Aim of the exercise » Each line of the data must be given back verbatim, with pictures removed.

======== Provided data ========

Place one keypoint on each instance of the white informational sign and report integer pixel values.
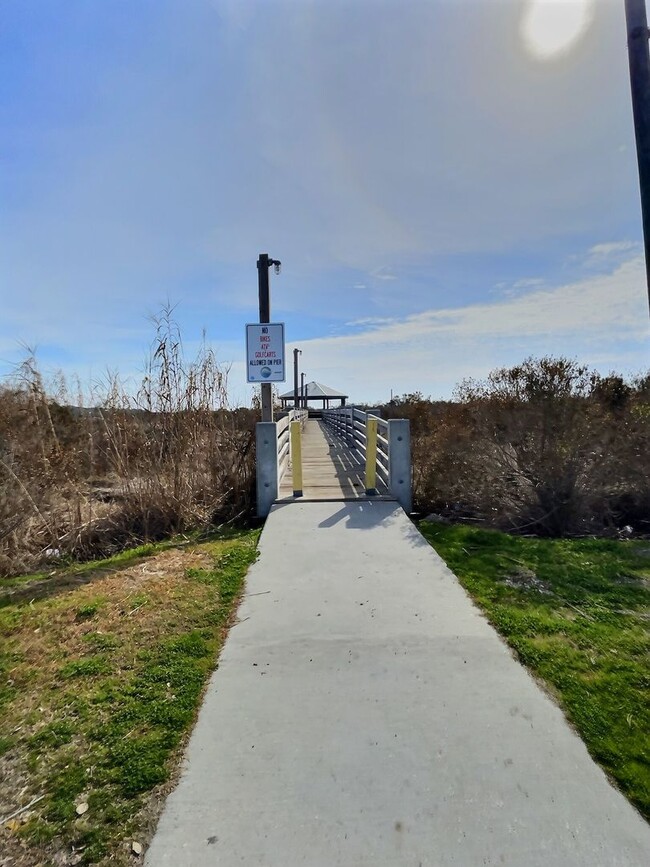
(265, 352)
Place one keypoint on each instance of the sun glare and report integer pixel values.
(552, 27)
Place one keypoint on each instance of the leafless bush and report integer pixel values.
(85, 481)
(547, 446)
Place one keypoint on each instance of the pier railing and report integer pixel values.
(273, 444)
(384, 447)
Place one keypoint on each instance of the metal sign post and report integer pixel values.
(265, 352)
(263, 265)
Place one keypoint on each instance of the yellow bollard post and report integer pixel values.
(371, 456)
(296, 458)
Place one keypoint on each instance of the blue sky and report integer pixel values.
(447, 190)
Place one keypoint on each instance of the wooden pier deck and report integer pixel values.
(329, 470)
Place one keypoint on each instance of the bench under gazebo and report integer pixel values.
(311, 393)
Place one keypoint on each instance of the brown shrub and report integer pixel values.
(85, 482)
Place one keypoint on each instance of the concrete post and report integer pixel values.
(266, 457)
(399, 461)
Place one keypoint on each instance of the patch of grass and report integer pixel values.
(107, 679)
(576, 612)
(89, 667)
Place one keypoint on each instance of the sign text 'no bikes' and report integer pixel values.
(265, 352)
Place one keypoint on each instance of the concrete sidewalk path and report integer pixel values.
(365, 713)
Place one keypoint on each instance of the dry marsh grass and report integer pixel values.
(85, 481)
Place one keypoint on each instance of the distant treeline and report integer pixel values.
(546, 447)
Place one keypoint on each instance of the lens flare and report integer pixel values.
(552, 27)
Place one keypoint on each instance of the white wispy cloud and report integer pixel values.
(602, 320)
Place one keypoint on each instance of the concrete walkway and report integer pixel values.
(365, 713)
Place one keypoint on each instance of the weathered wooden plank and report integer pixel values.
(330, 471)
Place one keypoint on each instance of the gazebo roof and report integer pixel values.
(314, 390)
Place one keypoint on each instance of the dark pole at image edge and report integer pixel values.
(639, 60)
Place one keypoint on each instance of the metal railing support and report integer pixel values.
(371, 456)
(296, 457)
(266, 446)
(399, 461)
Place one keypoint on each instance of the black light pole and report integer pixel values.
(263, 265)
(637, 48)
(296, 353)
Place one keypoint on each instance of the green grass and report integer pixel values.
(102, 685)
(577, 614)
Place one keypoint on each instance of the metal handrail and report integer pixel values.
(349, 424)
(283, 427)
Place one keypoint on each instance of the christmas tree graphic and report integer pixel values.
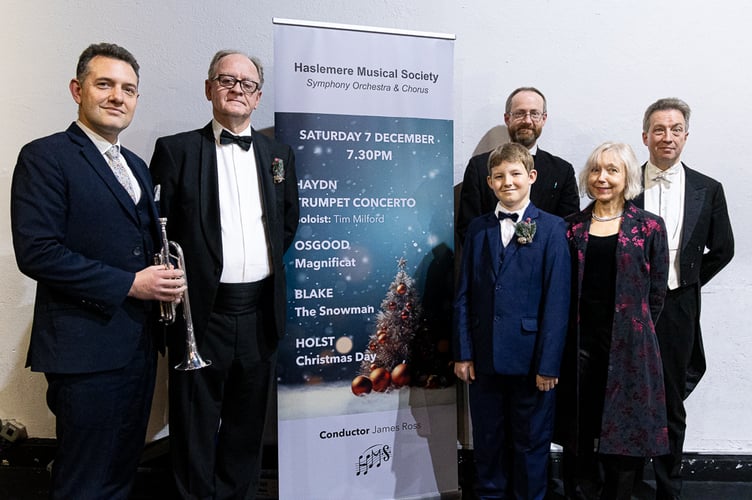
(401, 350)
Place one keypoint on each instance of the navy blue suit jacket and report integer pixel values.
(554, 191)
(79, 235)
(511, 316)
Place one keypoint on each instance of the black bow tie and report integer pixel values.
(504, 215)
(244, 141)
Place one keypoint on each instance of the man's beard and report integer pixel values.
(524, 135)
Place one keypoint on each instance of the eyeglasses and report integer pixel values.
(535, 116)
(676, 131)
(229, 82)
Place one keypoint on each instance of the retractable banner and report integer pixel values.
(367, 406)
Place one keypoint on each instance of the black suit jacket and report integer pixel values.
(80, 236)
(707, 245)
(554, 191)
(185, 167)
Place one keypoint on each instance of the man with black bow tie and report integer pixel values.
(554, 191)
(230, 195)
(701, 243)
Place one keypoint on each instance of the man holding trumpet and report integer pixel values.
(85, 228)
(230, 196)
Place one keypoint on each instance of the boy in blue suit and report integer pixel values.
(511, 313)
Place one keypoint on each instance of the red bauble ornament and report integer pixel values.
(380, 379)
(361, 385)
(401, 375)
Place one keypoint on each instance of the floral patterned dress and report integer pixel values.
(633, 418)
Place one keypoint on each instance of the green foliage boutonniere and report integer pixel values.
(525, 230)
(278, 170)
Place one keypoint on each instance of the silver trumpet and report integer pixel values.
(168, 310)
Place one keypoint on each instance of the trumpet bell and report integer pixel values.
(192, 361)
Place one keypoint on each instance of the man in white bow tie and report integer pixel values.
(701, 243)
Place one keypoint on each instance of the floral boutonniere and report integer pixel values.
(278, 170)
(525, 230)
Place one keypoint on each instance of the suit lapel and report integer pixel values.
(209, 193)
(263, 168)
(694, 199)
(531, 212)
(493, 241)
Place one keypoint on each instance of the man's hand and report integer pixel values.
(157, 283)
(544, 383)
(465, 371)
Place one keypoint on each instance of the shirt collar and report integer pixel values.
(520, 212)
(100, 142)
(217, 129)
(651, 171)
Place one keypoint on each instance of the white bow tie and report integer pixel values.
(665, 176)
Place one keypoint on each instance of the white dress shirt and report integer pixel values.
(664, 195)
(103, 145)
(245, 252)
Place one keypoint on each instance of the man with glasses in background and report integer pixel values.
(231, 199)
(554, 191)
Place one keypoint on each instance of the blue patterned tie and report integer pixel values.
(118, 168)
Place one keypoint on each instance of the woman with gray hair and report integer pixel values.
(612, 403)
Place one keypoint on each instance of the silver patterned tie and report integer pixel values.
(118, 168)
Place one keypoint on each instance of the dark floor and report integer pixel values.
(23, 475)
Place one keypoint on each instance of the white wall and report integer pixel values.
(600, 63)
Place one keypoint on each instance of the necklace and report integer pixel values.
(606, 219)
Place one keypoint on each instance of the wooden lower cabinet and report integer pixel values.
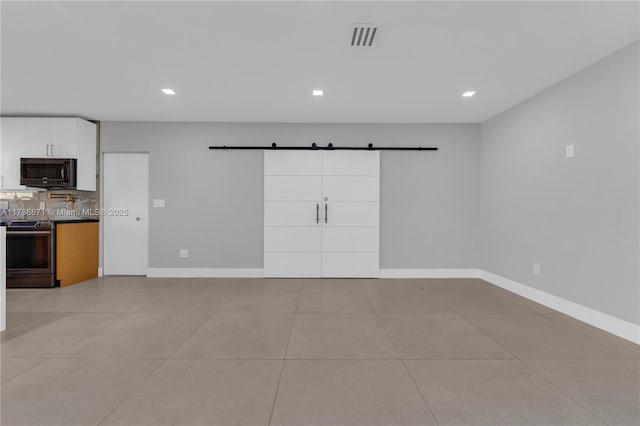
(76, 252)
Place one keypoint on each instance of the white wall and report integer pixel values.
(577, 217)
(214, 200)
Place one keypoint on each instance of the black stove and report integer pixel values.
(30, 254)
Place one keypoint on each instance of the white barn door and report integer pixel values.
(321, 213)
(292, 230)
(351, 203)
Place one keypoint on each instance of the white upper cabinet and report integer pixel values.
(34, 137)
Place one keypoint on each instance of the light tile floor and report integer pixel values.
(139, 351)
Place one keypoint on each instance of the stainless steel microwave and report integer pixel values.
(48, 172)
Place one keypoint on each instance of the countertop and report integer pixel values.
(84, 220)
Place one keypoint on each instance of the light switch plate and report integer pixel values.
(570, 151)
(536, 269)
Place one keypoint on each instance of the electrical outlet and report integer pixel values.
(570, 151)
(536, 269)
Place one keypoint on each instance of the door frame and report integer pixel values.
(101, 268)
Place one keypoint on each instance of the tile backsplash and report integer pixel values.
(58, 204)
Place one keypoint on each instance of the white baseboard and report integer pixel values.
(606, 322)
(205, 272)
(430, 273)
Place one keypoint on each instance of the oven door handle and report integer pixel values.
(10, 232)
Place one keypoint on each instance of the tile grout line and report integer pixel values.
(135, 388)
(524, 363)
(295, 314)
(160, 364)
(415, 384)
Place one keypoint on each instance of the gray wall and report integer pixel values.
(577, 217)
(214, 199)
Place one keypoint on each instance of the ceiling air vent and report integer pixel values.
(363, 35)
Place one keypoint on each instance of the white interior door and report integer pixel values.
(292, 228)
(321, 214)
(351, 204)
(126, 204)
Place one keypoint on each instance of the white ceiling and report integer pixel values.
(259, 61)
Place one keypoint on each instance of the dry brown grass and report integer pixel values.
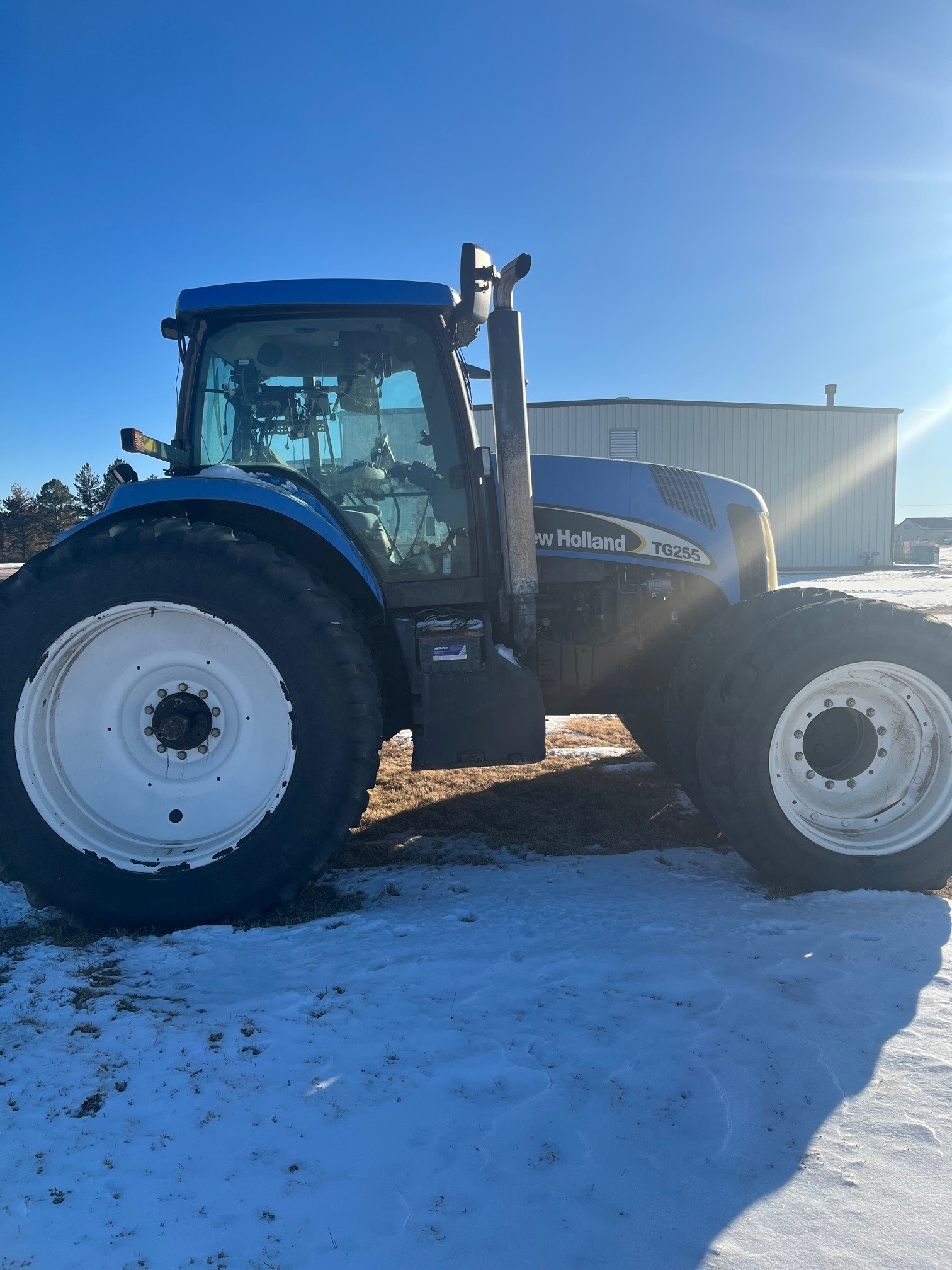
(564, 806)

========

Task result »
Place one keypoint on each instance of the white informational sign and report integer pixel values.
(265, 352)
Place one keypoint on each instance of the sun glare and report integer pixel values.
(552, 27)
Place one keypoint on each instance of the leafless bush and report integer pixel values.
(85, 481)
(547, 446)
Place one keypoint on each instance of the pier railing and report integer pixel values.
(273, 444)
(384, 447)
Place one keypoint on each instance of the metal sign post and report integer pixel values.
(265, 352)
(263, 265)
Place one keypoint on each instance of the yellow bollard post and report integer pixel values.
(371, 456)
(296, 458)
Place one keypoint on each instance of the blue sky and report integer pixel values.
(447, 190)
Place one keypoint on each instance of the wooden pier deck and report integer pixel values.
(329, 470)
Place one keypoint on each instance of the bench under gazebo and report integer pixel values.
(311, 393)
Place one keypoint on each instance of the brown shrub and report integer pixel values.
(85, 482)
Place one keypoint on each instance of the concrete post and report integer pixel values.
(266, 457)
(399, 461)
Place one keypoint on each instance of the patch of grass and report integer pixel values.
(107, 679)
(576, 612)
(89, 667)
Place one keypoint on each instance of the sign text 'no bikes' and report integer pixel values.
(265, 352)
Place one keypoint on each instance of the concrete sidewalk path and report integer pixel values.
(365, 713)
Place one keypoint on each instance of the dry marsh grass and report integer pixel values.
(85, 481)
Place one keypoint on each instance of the distant treeline and report integer pixel values.
(546, 447)
Place one keypoint on each instance of the lens flare and report integer pixel values.
(552, 27)
Place one keypoint on each instance of the white wispy cloud and report integer pixel values.
(602, 320)
Place one keypoint on each instance of the concrete walkway and report integer pixel values.
(365, 713)
Place one keypoint on each instance of the weathered wooden plank and report integer pixel values.
(330, 471)
Place one keypoint on each instance of the gazebo roof and report integer pixel values.
(314, 390)
Place one keypoint on each instance of the dark pole at image edge and report integer pixel values.
(639, 60)
Place one keypoint on each instance of the metal railing support and report integer pixel values.
(371, 456)
(296, 457)
(266, 446)
(399, 461)
Place one keypoint on each instance of the black light pole and report integer pixel values.
(263, 265)
(637, 48)
(296, 353)
Place one keypoint on each instance of the green grass and report integer pixel values.
(102, 685)
(577, 614)
Place one keypoint on each instance of the metal handrail and report integer pixel values.
(349, 424)
(283, 427)
Place one keypoint on each instance of the christmas tree graphic and report integer pixel values.
(401, 350)
Place one keypoint on each instance of the navy blue suit jacket and report integer pixel values.
(554, 191)
(79, 235)
(511, 316)
Place one keypoint on each instance of the black bow tie and report integer pixel values.
(504, 215)
(244, 141)
Place one keypoint on each instance of the man's beard and report integer pixel values.
(524, 135)
Place one keypoint on each instance of the eyeglasses and report integer pixel values.
(535, 116)
(676, 131)
(229, 82)
Place one keypoint on each instance of the retractable banner and report integer pixel values.
(367, 406)
Place one keypoint on each instance of the black suit jacket and report integer pixel values.
(80, 236)
(707, 245)
(554, 191)
(185, 167)
Place one keypoint on each instance of the man with black bow tie and report integer pixel values.
(554, 191)
(230, 195)
(701, 243)
Place one keypoint on each instance of the man holding trumpet and report integer pixel values.
(85, 228)
(230, 196)
Place one keypoint on each instance of the boy in blue suit and report integer pixel values.
(511, 313)
Place one keypoint on each instance of the red bauble ornament and report integer pixel values.
(380, 379)
(361, 385)
(401, 375)
Place one keypoint on each instance of the floral patterned dress and report integer pixel values.
(633, 418)
Place one keypoint on each instance of the green foliage boutonniere and report integer pixel values.
(525, 230)
(278, 170)
Place one keypoint on each instance of the silver trumpet and report integer pixel values.
(168, 310)
Place one keypoint on each instance of the trumpet bell and report integer pixel values.
(192, 361)
Place one keypoint on each instance of the man in white bow tie and report integer pixel values.
(701, 243)
Place one keypoint on each instance of the floral boutonniere and report integer pixel values.
(278, 170)
(525, 230)
Place one keypoint on each instance of the suit lapel and report integer pixel values.
(209, 193)
(263, 168)
(694, 199)
(531, 212)
(493, 241)
Place one keypoint on each instance of the man's hand and report integer pixel values.
(157, 283)
(544, 383)
(465, 371)
Place one keypoint on each instance of the shirt collar and report integer pixel values.
(520, 212)
(100, 142)
(217, 129)
(651, 171)
Place one keypoint on each instance of the white bow tie and report integer pixel values.
(665, 176)
Place one keypoint on each instance of the white dress shirt and report integer pixel values.
(664, 195)
(103, 145)
(245, 252)
Place one keypoint on each instance of the man with glasses in background and report integer pixel values.
(231, 199)
(554, 191)
Place one keypoint on each instance of the blue patterned tie and report integer pixel values.
(118, 168)
Place one keypoint on each instance of the woman with gray hair and report integer pixel values.
(612, 403)
Place one keypoint on each instance of the silver patterned tie and report integer pixel values.
(118, 168)
Place one keypoint on each instance of the dark floor and report integer pixel values.
(23, 475)
Place one keypoint on each instance of the white wall and report integer pixel values.
(600, 63)
Place one keypoint on each instance of the necklace and report integer pixel values.
(606, 219)
Place one keypoint on each instance of the wooden lower cabinet and report integer pixel values.
(76, 252)
Place one keypoint on each instance of the white wall and report integer pixel values.
(577, 217)
(214, 200)
Place one keypoint on each instance of the black stove and report integer pixel values.
(30, 254)
Place one keypoint on each instance of the white barn door and report integer pixel values.
(321, 213)
(292, 230)
(351, 203)
Place one keypoint on each instance of the white upper cabinet and report integer pixel values.
(34, 137)
Place one keypoint on each instance of the light tile floor and report integer pixel values.
(139, 351)
Place one keypoint on each instance of the stainless steel microwave and report integer pixel values.
(48, 172)
Place one keypoint on each instance of the countertop and report integer pixel values.
(84, 220)
Place one keypoint on each instance of the light switch plate and report integer pixel values.
(570, 151)
(536, 269)
Place one keypoint on each instance of the electrical outlet and report integer pixel values.
(570, 151)
(536, 269)
Place one keypoint on each instance of the door frame and report integer pixel values.
(101, 268)
Place one keypoint on each instance of the tile backsplash and report integer pixel values.
(58, 204)
Place one keypoint on each instance of the white baseboard and report integer pixel values.
(606, 322)
(205, 272)
(430, 273)
Place one keypoint on each instance of the oven door handle and report integer pixel values.
(10, 232)
Place one keypoint on each instance of the tile grout line and report integer pixel values.
(135, 388)
(524, 363)
(295, 314)
(160, 364)
(415, 384)
Place one keypoint on each instance of the gray wall and report integer pixel values.
(577, 217)
(214, 199)
Place one keypoint on each instance of the ceiling air vent and report integer pixel values.
(363, 35)
Place one keypoint on each instance of the white interior door and report integer pixel values.
(292, 228)
(321, 214)
(351, 204)
(126, 204)
Place one keypoint on each instance of the white ceiling and report integer pixel values.
(259, 61)
Place one keypoint on each instance of the dry brown grass and report integer pixel values.
(564, 806)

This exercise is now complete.